AIM OF THE TASK: Could you extract, word for word, the lines of the material that begin at the line containing "blind in the photo above." and run through the end of the material?

+++ MATERIAL FOR THE TASK

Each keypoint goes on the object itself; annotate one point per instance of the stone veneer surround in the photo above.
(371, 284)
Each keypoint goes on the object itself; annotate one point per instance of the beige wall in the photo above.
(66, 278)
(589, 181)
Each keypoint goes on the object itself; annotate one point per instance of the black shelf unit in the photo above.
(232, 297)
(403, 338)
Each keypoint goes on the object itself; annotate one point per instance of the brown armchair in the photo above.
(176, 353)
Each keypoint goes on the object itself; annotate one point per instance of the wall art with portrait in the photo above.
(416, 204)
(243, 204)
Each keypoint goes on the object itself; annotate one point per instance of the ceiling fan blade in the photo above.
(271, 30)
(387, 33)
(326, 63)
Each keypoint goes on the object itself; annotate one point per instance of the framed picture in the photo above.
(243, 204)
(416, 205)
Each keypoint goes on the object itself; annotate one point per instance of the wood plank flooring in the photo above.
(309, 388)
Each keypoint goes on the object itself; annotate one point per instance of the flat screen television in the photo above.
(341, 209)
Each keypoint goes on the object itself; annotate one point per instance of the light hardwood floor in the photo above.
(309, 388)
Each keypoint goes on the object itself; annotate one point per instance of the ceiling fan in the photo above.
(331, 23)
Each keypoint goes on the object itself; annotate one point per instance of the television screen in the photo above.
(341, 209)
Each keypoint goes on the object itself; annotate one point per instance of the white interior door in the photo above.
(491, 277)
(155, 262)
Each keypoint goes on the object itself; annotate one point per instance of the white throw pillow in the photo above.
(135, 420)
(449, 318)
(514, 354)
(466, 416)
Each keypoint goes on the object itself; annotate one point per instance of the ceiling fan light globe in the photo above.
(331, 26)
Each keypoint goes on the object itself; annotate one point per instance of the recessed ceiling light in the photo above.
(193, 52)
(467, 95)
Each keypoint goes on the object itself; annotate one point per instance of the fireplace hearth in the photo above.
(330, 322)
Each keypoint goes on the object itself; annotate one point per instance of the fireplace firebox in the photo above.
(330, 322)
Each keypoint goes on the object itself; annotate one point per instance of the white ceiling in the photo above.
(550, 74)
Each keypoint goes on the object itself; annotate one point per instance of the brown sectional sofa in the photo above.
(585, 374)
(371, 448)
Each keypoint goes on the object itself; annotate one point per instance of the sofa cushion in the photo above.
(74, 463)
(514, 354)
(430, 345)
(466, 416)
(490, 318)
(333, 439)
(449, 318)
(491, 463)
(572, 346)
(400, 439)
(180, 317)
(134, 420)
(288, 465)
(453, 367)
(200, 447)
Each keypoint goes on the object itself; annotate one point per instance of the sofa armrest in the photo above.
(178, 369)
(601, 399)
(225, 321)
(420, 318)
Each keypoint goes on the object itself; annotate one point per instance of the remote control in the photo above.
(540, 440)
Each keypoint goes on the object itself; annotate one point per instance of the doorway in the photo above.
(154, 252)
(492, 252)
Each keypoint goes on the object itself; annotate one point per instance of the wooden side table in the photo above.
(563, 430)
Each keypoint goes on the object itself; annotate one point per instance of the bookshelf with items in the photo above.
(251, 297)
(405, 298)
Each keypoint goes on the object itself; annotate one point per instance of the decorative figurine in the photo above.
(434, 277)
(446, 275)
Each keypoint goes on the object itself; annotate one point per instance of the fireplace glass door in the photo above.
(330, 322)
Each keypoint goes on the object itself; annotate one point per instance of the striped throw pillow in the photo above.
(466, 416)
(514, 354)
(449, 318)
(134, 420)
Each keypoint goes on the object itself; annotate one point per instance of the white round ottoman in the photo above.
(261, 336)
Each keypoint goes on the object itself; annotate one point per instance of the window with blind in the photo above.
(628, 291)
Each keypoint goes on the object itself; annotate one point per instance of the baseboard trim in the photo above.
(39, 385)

++++++

EXERCISE RESULT:
Each keypoint goes on the object itself; annotate one point per instance of the window with blind in the photo above.
(628, 291)
Each keypoint goes on the object itself; annotate one point per instance of the baseboard trim in the photo above.
(39, 385)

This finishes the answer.